Exercise instructions - Your task is to reproduce the entries below word for word.

####

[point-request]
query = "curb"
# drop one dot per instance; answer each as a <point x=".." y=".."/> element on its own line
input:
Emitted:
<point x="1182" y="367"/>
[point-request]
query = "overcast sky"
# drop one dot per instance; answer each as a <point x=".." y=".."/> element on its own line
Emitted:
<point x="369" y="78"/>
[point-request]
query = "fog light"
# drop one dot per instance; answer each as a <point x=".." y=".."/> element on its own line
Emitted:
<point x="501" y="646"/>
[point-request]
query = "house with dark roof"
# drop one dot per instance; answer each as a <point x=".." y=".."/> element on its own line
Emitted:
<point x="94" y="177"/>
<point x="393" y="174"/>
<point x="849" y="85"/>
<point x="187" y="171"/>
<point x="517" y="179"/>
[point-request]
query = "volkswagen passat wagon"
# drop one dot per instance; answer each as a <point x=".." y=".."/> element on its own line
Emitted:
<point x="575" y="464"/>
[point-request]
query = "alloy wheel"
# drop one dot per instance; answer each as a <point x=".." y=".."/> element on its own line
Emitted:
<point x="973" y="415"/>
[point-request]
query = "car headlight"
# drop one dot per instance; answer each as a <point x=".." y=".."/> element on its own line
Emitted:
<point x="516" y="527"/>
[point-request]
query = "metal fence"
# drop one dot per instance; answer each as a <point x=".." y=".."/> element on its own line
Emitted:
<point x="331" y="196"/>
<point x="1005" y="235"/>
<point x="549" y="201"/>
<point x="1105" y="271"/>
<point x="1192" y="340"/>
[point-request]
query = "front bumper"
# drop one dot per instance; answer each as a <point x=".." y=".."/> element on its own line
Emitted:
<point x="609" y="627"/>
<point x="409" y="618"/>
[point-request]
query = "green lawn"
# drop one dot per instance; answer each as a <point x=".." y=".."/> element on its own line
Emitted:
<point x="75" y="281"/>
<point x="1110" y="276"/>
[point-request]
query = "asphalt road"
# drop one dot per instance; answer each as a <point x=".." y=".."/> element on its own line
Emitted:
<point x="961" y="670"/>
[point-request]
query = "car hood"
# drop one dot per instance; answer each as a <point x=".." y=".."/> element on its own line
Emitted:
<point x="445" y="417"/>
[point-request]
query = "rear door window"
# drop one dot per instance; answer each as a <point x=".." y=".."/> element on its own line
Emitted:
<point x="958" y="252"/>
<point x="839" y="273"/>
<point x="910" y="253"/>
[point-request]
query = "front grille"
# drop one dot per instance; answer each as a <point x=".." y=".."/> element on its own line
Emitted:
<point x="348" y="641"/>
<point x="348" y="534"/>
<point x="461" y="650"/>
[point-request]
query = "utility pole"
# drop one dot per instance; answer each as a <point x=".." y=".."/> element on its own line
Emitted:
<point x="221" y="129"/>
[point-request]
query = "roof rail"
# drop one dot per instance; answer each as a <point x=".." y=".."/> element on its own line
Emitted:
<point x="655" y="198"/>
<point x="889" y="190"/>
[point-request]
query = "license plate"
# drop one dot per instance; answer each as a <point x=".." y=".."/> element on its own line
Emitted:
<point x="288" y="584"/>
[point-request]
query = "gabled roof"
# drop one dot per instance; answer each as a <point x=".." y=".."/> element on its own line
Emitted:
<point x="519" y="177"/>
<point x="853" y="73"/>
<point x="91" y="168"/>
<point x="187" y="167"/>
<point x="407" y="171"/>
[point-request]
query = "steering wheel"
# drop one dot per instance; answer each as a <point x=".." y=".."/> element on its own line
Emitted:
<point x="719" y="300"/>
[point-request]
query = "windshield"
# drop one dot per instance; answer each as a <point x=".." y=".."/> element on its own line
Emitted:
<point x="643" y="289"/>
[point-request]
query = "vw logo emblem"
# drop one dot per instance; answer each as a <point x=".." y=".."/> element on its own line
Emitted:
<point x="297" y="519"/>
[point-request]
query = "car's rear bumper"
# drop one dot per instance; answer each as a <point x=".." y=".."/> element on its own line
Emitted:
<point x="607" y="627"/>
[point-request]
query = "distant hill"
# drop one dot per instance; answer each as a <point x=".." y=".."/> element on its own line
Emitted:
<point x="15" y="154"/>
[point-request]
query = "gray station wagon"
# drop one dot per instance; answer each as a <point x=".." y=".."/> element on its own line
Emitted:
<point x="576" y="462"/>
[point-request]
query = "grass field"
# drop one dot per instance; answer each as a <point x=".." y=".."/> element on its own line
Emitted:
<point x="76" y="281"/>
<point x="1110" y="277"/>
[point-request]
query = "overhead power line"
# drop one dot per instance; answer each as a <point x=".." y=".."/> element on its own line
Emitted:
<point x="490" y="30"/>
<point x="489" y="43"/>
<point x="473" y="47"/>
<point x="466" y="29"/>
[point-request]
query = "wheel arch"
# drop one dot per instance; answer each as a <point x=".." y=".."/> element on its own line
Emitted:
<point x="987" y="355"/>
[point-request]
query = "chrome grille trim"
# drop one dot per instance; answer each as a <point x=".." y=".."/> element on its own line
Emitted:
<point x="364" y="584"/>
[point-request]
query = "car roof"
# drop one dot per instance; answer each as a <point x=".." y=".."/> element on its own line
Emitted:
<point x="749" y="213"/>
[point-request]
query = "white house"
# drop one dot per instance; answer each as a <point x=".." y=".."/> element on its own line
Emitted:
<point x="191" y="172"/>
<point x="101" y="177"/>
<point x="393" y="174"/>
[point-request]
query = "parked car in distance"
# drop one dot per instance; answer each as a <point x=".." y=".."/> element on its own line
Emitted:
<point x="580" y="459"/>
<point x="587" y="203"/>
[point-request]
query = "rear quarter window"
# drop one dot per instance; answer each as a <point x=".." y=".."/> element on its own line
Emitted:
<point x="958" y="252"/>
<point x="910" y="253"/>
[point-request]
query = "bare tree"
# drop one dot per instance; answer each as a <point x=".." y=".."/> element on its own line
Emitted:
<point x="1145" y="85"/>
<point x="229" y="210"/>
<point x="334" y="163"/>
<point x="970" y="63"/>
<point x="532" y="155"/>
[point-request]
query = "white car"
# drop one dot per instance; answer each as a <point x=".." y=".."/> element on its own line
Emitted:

####

Full output -
[point-request]
query = "curb"
# drop one dot per instance; answer each as a <point x=".." y=".."/> element on its own line
input:
Emitted:
<point x="1182" y="367"/>
[point-request]
query = "overcast sky"
# drop one dot per instance; answer each as a <point x=".." y=".."/> element on its own line
Emitted:
<point x="369" y="78"/>
[point-request]
query = "fog light"
# drop one dot per instance; answer each as a <point x=".." y=".."/> element on its own line
Emitted:
<point x="501" y="646"/>
[point-request]
query = "house with dark roof"
# drop one dot per instance; answer each as a <point x=".." y=".."/> element on its own line
Emitted:
<point x="94" y="177"/>
<point x="393" y="174"/>
<point x="849" y="85"/>
<point x="187" y="171"/>
<point x="517" y="179"/>
[point-request]
query = "volkswagen passat wagon"
# drop one dot per instance; answer each as a <point x=".." y=".."/> element on its own line
Emitted:
<point x="575" y="464"/>
[point-request]
query = "alloy wheel"
# drop one dot per instance; answer each as a <point x=".." y=".."/> element on its own line
Emitted:
<point x="973" y="415"/>
[point-request]
query = "car headlight"
# drop one dot per instance; answer each as a <point x=".." y=".."/> element on its own line
Emitted:
<point x="516" y="527"/>
[point-request]
query = "metal fence"
# drop one dot per instance; answer each as a <point x=".." y=".."/> element on its own line
Emitted:
<point x="331" y="196"/>
<point x="1005" y="235"/>
<point x="549" y="201"/>
<point x="1105" y="271"/>
<point x="1192" y="340"/>
[point-request]
query = "front bumper"
# drop one dot per instance; answer each as a <point x=".." y=".."/> element on its own line
Emitted:
<point x="609" y="627"/>
<point x="409" y="618"/>
[point-request]
query = "green lawn"
# drop one dot per instance; answer each as a <point x=".." y=".."/> element on its own line
Emitted:
<point x="75" y="281"/>
<point x="1110" y="276"/>
[point-request]
query = "asphalt road"
# drop one dot per instance; answer each as a <point x=".." y=".."/> element on its own line
Emitted:
<point x="961" y="670"/>
[point-request]
query = "car hood"
# drop one dot per instance; answer each as a <point x=".." y=".."/> element on its own line
Emitted:
<point x="445" y="417"/>
[point-request]
query = "rear door window"
# drop one dot per instance; answer each as a <point x=".." y=".."/> element on its own line
Emitted:
<point x="958" y="252"/>
<point x="839" y="273"/>
<point x="910" y="253"/>
[point-request]
query = "front grille"
# drop one dot per instance; answer each as a <point x=".." y=".."/> element on its own line
Emitted:
<point x="348" y="641"/>
<point x="348" y="534"/>
<point x="461" y="650"/>
[point-request]
query = "utility pole"
# drop one dot per instance; answer each as a <point x=".." y=".."/> element on its own line
Emitted:
<point x="221" y="129"/>
[point-request]
query = "roof rail"
# drop one dot per instance; answer each as a <point x=".." y=".."/> element on its own line
Emitted:
<point x="655" y="198"/>
<point x="889" y="190"/>
[point-request]
query = "license plate"
# drop one dot per instance; answer each as a <point x=".." y=".."/> element on its own line
Emitted:
<point x="288" y="584"/>
[point-request]
query = "gabled roof"
# drop one dot per instance; answer each as a <point x=".." y=".."/> element on its own line
Emitted:
<point x="519" y="177"/>
<point x="853" y="73"/>
<point x="91" y="168"/>
<point x="187" y="167"/>
<point x="407" y="171"/>
[point-request]
query = "steering wheel"
# drop one dot per instance; answer each as a <point x=".." y=".."/> element on its own line
Emitted:
<point x="719" y="300"/>
[point-request]
query = "windshield"
# drop one dot per instance; answer each as a <point x=".." y=".."/> element on its own line
Emitted:
<point x="643" y="289"/>
[point-request]
query = "vw logo emblem"
# drop one dot per instance; answer each as a <point x=".." y=".."/> element on its own line
Emitted:
<point x="297" y="519"/>
[point-request]
query = "car's rear bumper"
# drop one dot per instance; answer each as a <point x=".." y=".."/> element on its own line
Emitted:
<point x="607" y="627"/>
[point-request]
query = "distant hill"
# drop one dot per instance; answer each as a <point x=".." y=".."/> element on its own line
Emitted:
<point x="15" y="154"/>
[point-request]
query = "gray station wagon"
# drop one dot per instance; answer each as a <point x=".." y=".."/> element on its own line
Emitted:
<point x="576" y="462"/>
[point-request]
query = "grass field"
# drop one dot per instance; answer each as a <point x=".." y=".."/> element on its own line
Emitted:
<point x="76" y="281"/>
<point x="1110" y="277"/>
[point-request]
query = "overhead power line"
# drop one dot per instance; answer each as a <point x=".." y=".."/> element on its own line
Emitted:
<point x="490" y="30"/>
<point x="489" y="43"/>
<point x="473" y="47"/>
<point x="466" y="29"/>
[point-request]
query = "wheel arch"
# drop one dot per instance; answer each as a <point x=".." y=".."/> element on its own line
Emitted:
<point x="987" y="355"/>
[point-request]
query = "chrome grille trim"
# drop one dot per instance; answer each as a <point x=".." y=".."/> element on its own line
Emitted:
<point x="364" y="584"/>
[point-request]
query = "car roof"
# drop one dot per instance; answer each as a <point x=".." y=".."/> element on its own line
Emitted:
<point x="749" y="213"/>
[point-request]
query = "white house"
# drop one dot per instance; answer each as a <point x=".." y=".."/> element on its own line
Emitted:
<point x="191" y="172"/>
<point x="101" y="177"/>
<point x="393" y="174"/>
[point-request]
query = "parked car in distance"
# drop one dot per instance; answer each as a <point x=".." y=".."/> element on its own line
Emitted:
<point x="580" y="459"/>
<point x="587" y="203"/>
[point-request]
query = "rear quarter window"
# drop one dot per instance; answer each as a <point x=".." y=".."/> element on its own line
Emitted:
<point x="958" y="252"/>
<point x="910" y="253"/>
[point-request]
query = "bare tree"
# drop one dot per instance; answer each as a <point x=".." y=".."/> element on its own line
Emitted:
<point x="1145" y="85"/>
<point x="229" y="210"/>
<point x="334" y="163"/>
<point x="970" y="63"/>
<point x="532" y="155"/>
[point-request]
query = "white car"
# drop one dot per instance; answer each as a <point x=".." y=".."/> element on its own line
Emitted:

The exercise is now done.